Segment Open

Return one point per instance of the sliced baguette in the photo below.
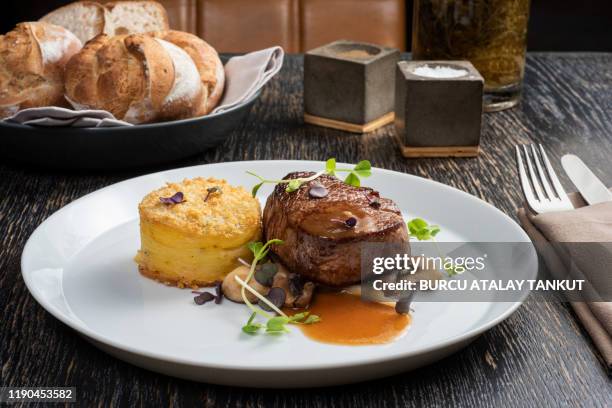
(128, 17)
(86, 19)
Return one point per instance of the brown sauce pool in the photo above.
(346, 319)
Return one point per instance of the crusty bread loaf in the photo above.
(143, 78)
(128, 17)
(207, 61)
(32, 59)
(86, 19)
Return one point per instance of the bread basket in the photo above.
(118, 147)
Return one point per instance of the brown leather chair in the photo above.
(296, 25)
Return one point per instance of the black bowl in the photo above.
(118, 147)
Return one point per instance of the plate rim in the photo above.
(93, 335)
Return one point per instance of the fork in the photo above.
(540, 184)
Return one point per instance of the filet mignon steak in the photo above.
(322, 236)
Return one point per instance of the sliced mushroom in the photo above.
(232, 289)
(298, 294)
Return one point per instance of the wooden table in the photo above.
(540, 356)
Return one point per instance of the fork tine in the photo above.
(543, 178)
(527, 191)
(553, 176)
(532, 176)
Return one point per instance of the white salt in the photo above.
(439, 71)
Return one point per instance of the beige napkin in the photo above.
(585, 224)
(245, 75)
(56, 116)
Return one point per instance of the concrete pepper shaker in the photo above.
(438, 108)
(350, 86)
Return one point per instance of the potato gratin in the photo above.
(193, 232)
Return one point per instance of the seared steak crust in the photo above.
(319, 244)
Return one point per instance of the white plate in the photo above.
(78, 265)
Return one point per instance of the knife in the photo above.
(592, 189)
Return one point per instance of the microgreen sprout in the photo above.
(421, 230)
(276, 324)
(361, 170)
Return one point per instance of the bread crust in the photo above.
(88, 19)
(128, 76)
(206, 59)
(72, 16)
(142, 78)
(32, 59)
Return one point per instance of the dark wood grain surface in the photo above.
(540, 356)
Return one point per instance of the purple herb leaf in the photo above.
(219, 292)
(276, 296)
(296, 285)
(265, 274)
(177, 198)
(203, 298)
(212, 190)
(373, 199)
(317, 190)
(351, 222)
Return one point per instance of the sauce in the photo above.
(346, 319)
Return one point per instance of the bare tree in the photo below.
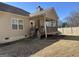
(73, 19)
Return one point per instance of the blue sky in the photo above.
(63, 9)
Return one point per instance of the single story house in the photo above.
(15, 22)
(46, 20)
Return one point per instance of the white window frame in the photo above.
(20, 24)
(17, 23)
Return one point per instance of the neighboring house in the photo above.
(14, 23)
(46, 20)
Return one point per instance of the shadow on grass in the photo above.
(30, 46)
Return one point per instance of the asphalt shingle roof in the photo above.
(12, 9)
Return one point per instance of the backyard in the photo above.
(52, 46)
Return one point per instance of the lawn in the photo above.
(52, 46)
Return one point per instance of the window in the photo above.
(17, 24)
(20, 24)
(50, 23)
(14, 24)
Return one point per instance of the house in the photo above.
(14, 23)
(46, 20)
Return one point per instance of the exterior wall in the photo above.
(7, 31)
(51, 14)
(74, 31)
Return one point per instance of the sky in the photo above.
(63, 9)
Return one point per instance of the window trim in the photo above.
(17, 23)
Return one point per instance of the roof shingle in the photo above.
(12, 9)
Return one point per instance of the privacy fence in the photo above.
(69, 31)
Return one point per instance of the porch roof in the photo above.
(46, 13)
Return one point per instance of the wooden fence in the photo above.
(69, 31)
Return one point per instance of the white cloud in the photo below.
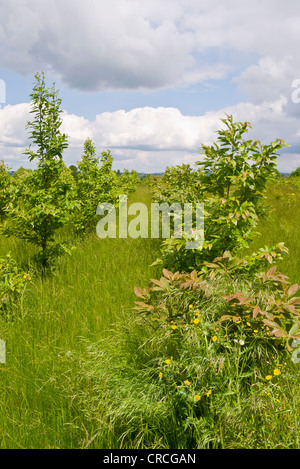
(149, 139)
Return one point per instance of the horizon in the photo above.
(150, 80)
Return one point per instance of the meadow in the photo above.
(52, 393)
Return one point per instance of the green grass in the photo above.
(91, 289)
(281, 223)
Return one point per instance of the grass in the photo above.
(91, 289)
(81, 369)
(280, 222)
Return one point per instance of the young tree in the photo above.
(233, 177)
(5, 193)
(45, 198)
(95, 184)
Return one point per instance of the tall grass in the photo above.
(280, 222)
(90, 289)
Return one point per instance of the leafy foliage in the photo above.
(43, 201)
(5, 192)
(13, 282)
(231, 185)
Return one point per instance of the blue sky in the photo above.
(150, 79)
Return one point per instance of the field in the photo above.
(79, 321)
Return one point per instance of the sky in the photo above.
(150, 80)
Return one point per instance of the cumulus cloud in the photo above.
(149, 139)
(140, 44)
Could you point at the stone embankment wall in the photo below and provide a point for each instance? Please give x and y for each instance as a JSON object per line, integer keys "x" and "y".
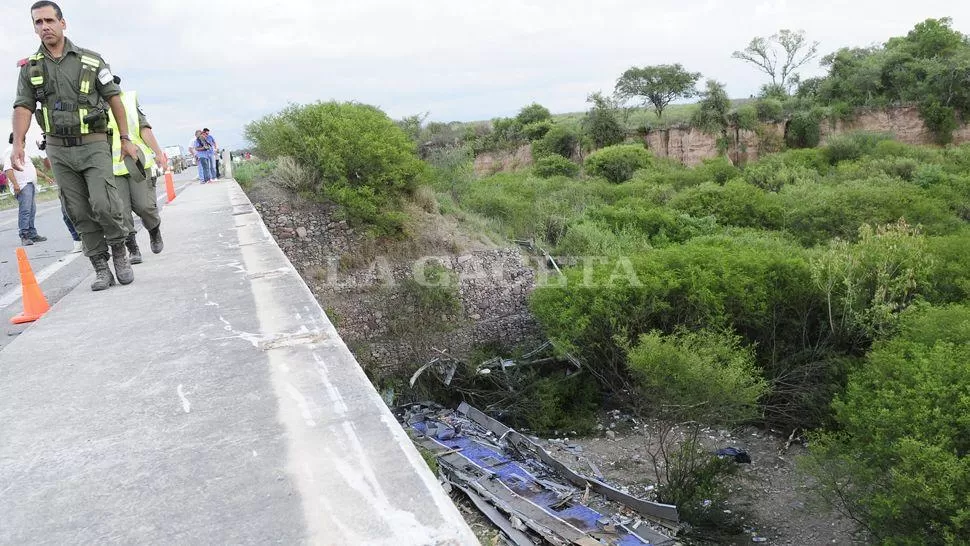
{"x": 691, "y": 146}
{"x": 365, "y": 292}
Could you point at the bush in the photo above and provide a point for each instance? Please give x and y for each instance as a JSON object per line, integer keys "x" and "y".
{"x": 555, "y": 165}
{"x": 559, "y": 140}
{"x": 292, "y": 175}
{"x": 361, "y": 158}
{"x": 736, "y": 203}
{"x": 770, "y": 110}
{"x": 756, "y": 285}
{"x": 602, "y": 122}
{"x": 853, "y": 146}
{"x": 703, "y": 376}
{"x": 803, "y": 130}
{"x": 537, "y": 130}
{"x": 904, "y": 444}
{"x": 533, "y": 113}
{"x": 940, "y": 120}
{"x": 745, "y": 117}
{"x": 618, "y": 163}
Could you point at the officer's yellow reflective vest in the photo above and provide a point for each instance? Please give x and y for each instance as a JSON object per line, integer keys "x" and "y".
{"x": 130, "y": 100}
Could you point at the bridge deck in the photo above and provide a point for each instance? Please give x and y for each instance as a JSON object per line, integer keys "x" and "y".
{"x": 211, "y": 401}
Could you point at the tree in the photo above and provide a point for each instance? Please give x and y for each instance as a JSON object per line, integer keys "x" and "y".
{"x": 657, "y": 85}
{"x": 779, "y": 56}
{"x": 533, "y": 113}
{"x": 712, "y": 114}
{"x": 602, "y": 122}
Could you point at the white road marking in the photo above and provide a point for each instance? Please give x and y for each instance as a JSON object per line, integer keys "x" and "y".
{"x": 185, "y": 401}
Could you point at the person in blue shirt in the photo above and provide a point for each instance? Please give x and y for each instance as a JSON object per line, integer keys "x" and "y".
{"x": 202, "y": 150}
{"x": 215, "y": 153}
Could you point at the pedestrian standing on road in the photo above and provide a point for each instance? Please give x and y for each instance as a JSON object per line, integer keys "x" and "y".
{"x": 78, "y": 246}
{"x": 24, "y": 187}
{"x": 203, "y": 154}
{"x": 216, "y": 175}
{"x": 136, "y": 186}
{"x": 74, "y": 88}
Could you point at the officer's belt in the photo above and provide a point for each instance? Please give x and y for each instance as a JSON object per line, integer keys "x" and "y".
{"x": 68, "y": 142}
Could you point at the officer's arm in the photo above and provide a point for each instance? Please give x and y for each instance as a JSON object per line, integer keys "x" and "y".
{"x": 21, "y": 122}
{"x": 121, "y": 117}
{"x": 149, "y": 137}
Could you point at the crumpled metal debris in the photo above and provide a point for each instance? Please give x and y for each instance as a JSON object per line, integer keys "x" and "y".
{"x": 528, "y": 494}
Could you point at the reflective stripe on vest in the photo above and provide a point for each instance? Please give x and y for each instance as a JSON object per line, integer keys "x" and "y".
{"x": 83, "y": 113}
{"x": 36, "y": 71}
{"x": 130, "y": 100}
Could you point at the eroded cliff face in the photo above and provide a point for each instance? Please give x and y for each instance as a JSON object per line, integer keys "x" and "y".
{"x": 691, "y": 146}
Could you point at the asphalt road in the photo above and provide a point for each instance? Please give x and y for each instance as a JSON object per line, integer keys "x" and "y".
{"x": 57, "y": 270}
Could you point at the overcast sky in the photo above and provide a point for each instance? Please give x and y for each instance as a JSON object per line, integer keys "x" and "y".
{"x": 223, "y": 63}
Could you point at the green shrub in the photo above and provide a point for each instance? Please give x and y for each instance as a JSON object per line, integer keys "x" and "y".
{"x": 745, "y": 117}
{"x": 533, "y": 113}
{"x": 852, "y": 146}
{"x": 563, "y": 405}
{"x": 770, "y": 110}
{"x": 537, "y": 130}
{"x": 940, "y": 120}
{"x": 803, "y": 130}
{"x": 555, "y": 165}
{"x": 705, "y": 376}
{"x": 602, "y": 122}
{"x": 757, "y": 285}
{"x": 736, "y": 203}
{"x": 905, "y": 436}
{"x": 718, "y": 170}
{"x": 361, "y": 158}
{"x": 949, "y": 276}
{"x": 560, "y": 140}
{"x": 816, "y": 213}
{"x": 618, "y": 163}
{"x": 247, "y": 172}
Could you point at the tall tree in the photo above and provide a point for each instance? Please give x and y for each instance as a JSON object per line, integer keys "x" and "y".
{"x": 657, "y": 85}
{"x": 780, "y": 56}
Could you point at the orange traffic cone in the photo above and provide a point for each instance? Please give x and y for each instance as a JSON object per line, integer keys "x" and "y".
{"x": 35, "y": 304}
{"x": 170, "y": 186}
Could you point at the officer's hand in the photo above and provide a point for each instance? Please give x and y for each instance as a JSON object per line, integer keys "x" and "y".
{"x": 17, "y": 157}
{"x": 129, "y": 149}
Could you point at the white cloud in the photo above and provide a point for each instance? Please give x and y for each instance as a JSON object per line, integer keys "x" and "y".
{"x": 223, "y": 63}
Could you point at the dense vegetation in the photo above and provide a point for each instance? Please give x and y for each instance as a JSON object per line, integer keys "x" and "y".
{"x": 787, "y": 285}
{"x": 822, "y": 289}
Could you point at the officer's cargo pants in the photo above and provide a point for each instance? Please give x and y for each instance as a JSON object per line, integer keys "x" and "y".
{"x": 140, "y": 198}
{"x": 87, "y": 184}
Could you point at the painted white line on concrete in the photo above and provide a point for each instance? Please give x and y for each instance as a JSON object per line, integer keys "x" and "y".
{"x": 44, "y": 274}
{"x": 40, "y": 212}
{"x": 185, "y": 401}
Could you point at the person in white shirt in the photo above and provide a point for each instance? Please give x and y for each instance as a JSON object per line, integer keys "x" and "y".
{"x": 24, "y": 184}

Segment Closed

### ABOUT THIS TASK
Output the line that contains "Could you point at the painted", followed by every later line in the listing, with no line omitted and none added.

### EXPECTED ANSWER
Could you point at the painted white line on concrete in the photo above and provide a point for each instance? Please give x and y for each instance as a JSON object per line, integer keys "x" and "y".
{"x": 44, "y": 274}
{"x": 40, "y": 212}
{"x": 185, "y": 401}
Could you point at the person in white shirt in the photo above and provide a point for each instance? Please give x and y for each instance as a JSON object per line, integer keys "x" and "y".
{"x": 24, "y": 184}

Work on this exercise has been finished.